AIM
Transcribe the entries that follow, word for word.

Some records
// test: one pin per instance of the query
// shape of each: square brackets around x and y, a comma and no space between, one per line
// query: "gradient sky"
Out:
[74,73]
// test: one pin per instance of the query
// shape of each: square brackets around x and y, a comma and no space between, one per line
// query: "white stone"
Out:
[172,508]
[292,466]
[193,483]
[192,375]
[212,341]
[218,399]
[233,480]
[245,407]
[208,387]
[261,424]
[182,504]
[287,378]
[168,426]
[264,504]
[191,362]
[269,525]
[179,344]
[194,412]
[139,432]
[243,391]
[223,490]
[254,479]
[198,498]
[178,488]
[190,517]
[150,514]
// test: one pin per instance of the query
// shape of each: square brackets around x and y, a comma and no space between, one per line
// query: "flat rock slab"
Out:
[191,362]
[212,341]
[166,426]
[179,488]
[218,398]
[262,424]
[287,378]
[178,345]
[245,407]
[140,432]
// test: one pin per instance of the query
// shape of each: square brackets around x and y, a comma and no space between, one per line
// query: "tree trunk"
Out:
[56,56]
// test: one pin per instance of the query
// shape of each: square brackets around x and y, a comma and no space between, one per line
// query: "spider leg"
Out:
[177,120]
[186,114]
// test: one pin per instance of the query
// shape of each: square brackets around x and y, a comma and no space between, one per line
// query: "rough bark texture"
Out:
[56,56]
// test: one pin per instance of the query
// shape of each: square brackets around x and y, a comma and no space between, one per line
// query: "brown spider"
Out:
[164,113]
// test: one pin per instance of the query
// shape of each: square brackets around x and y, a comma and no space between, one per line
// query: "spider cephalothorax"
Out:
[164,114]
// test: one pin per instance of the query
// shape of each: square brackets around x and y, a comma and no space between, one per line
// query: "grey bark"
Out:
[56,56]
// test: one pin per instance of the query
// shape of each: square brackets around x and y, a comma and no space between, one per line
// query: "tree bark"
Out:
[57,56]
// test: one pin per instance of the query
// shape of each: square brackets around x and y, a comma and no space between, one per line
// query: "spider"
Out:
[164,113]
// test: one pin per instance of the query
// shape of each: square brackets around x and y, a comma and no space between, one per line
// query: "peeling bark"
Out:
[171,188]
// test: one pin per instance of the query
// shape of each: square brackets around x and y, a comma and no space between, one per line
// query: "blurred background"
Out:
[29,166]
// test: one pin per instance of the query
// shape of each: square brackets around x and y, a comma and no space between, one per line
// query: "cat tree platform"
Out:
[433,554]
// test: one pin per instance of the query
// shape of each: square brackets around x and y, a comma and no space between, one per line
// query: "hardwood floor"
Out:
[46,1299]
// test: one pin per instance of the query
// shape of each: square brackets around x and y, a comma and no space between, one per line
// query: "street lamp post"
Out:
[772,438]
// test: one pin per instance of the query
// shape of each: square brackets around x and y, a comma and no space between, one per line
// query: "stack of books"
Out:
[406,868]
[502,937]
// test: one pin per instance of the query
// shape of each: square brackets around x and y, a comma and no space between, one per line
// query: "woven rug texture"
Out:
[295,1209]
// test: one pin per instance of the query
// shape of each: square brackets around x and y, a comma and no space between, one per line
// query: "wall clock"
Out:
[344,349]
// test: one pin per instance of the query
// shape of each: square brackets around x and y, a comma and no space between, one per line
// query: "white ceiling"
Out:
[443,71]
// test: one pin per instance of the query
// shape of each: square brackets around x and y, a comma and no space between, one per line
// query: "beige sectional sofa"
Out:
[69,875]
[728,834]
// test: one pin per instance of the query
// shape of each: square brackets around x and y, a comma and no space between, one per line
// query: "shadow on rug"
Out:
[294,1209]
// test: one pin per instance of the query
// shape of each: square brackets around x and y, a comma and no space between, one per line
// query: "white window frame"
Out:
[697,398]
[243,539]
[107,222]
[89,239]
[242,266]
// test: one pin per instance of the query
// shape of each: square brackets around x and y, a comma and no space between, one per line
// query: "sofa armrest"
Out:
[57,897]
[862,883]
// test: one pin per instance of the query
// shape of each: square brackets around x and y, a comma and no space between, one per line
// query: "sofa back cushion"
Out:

SOLUTION TO THIS PROBLEM
// test: one pin per instance of the query
// shape of each: square brackets around x and y, a comma and no space between, one per line
// query: "gradient sky"
Out:
[74,73]
// test: one pin per instance of the query
// shape of each: square brackets around x and y, a comma and no space between, one per line
// query: "white stone"
Out:
[172,508]
[292,466]
[193,483]
[192,375]
[212,341]
[218,399]
[233,480]
[245,407]
[208,387]
[261,424]
[182,504]
[287,378]
[168,426]
[264,504]
[191,362]
[269,525]
[179,344]
[194,412]
[139,432]
[243,391]
[223,490]
[254,479]
[198,498]
[178,488]
[190,517]
[150,514]
// test: one pin per instance of the query
// shape of each: square brackets around x and y, a comma and no space between, one per line
// query: "flat rock slab"
Out:
[191,362]
[212,341]
[166,426]
[179,488]
[218,398]
[262,424]
[287,378]
[178,345]
[245,407]
[140,432]
// test: one pin per instance of the query
// shape of each: square brackets around x and y, a comma and no space between, one per line
// query: "tree trunk"
Out:
[56,56]
// test: one pin per instance of the query
// shape of each: square brackets around x and y, a comma and no space between, one per line
// query: "spider leg"
Out:
[177,120]
[186,114]
// test: one pin per instance of the query
// shape of each: square brackets around x and y, a comma and no space between, one per line
// query: "rough bark texture"
Out:
[56,56]
// test: one pin per instance of the query
// shape of each: square brackets around x and y, a comma and no space between, one per line
// query: "brown spider"
Out:
[164,113]
// test: one pin per instance of the query
// shape of each: square brackets around x and y, a comma and no space between, one per line
// query: "spider cephalothorax"
Out:
[164,114]
// test: one pin per instance of the query
// shape of each: square brackets around x and y, a comma and no space between, one per line
// query: "grey bark"
Out:
[56,56]
// test: one pin per instance of the query
// shape of each: square brackets around x and y, a comma and no space between, one per line
// query: "tree bark"
Out:
[57,56]
// test: one pin per instance of the query
// shape of each: square brackets around x and y, a comma and no space between, one per line
// query: "spider"
Out:
[164,113]
// test: one pin per instance of the query
// shape of each: square brackets around x and y, a comma and no space between, one per line
// query: "peeling bark"
Out:
[171,188]
// test: one pin per instance of the query
// shape of each: square brackets around x and y, a comma and no space between, one per line
// query: "blurred background"
Out:
[29,166]
// test: one pin per instance of the query
// shape of each: square brackets around x and y, a comma and no space between, one per line
// query: "cat tree platform"
Out:
[433,554]
// test: one pin per instance of the query
// shape of each: square brackets around x and y, a comma and no space between, one per line
// query: "hardwood floor"
Out:
[46,1299]
// test: one pin per instance of the query
// shape of each: square brackets around x and y, a comma and no space between, one per line
// query: "street lamp post"
Out:
[772,438]
// test: one pin per instance of the query
// shape of each: square brackets around x and y, a comma and no space between, one per line
// query: "stack of books"
Out:
[406,868]
[502,937]
// test: one pin per instance of the query
// shape of each: square brackets around x and y, a comma and no space between, one per line
// query: "woven rug texture"
Out:
[295,1209]
// test: one pin per instance of the query
// shape of each: square brackets around x and y, a comma and no space between, one per line
// query: "wall clock"
Out:
[344,349]
// test: one pin per instance of the query
// shape of each: square brackets around x and y, a comma and no space between, one per line
// query: "white ceiling"
Out:
[443,71]
// test: one pin per instance of the query
// shape of each: square brackets around x and y, a comma and no space between, one per line
// query: "beige sectional sofa"
Out:
[69,875]
[728,834]
// test: one pin per instance of the query
// shape of each: square brackets around x and y, a comma and no space between, one per line
// query: "shadow on rug"
Out:
[294,1209]
// test: one pin per instance of the query
// shape of each: square brackets around x and y, a comma and no space between, one per line
// query: "white window frame"
Out:
[697,398]
[243,539]
[107,222]
[89,239]
[242,266]
// test: one pin per instance of the query
// shape of each: square brackets around x and y, a comma and no space between, one per line
// query: "sofa armrest"
Out:
[57,897]
[862,883]
// test: one pin per instance of the query
// shape of each: square brackets around x and y, a comma and no space between, one per line
// query: "sofa back cushion"
Out:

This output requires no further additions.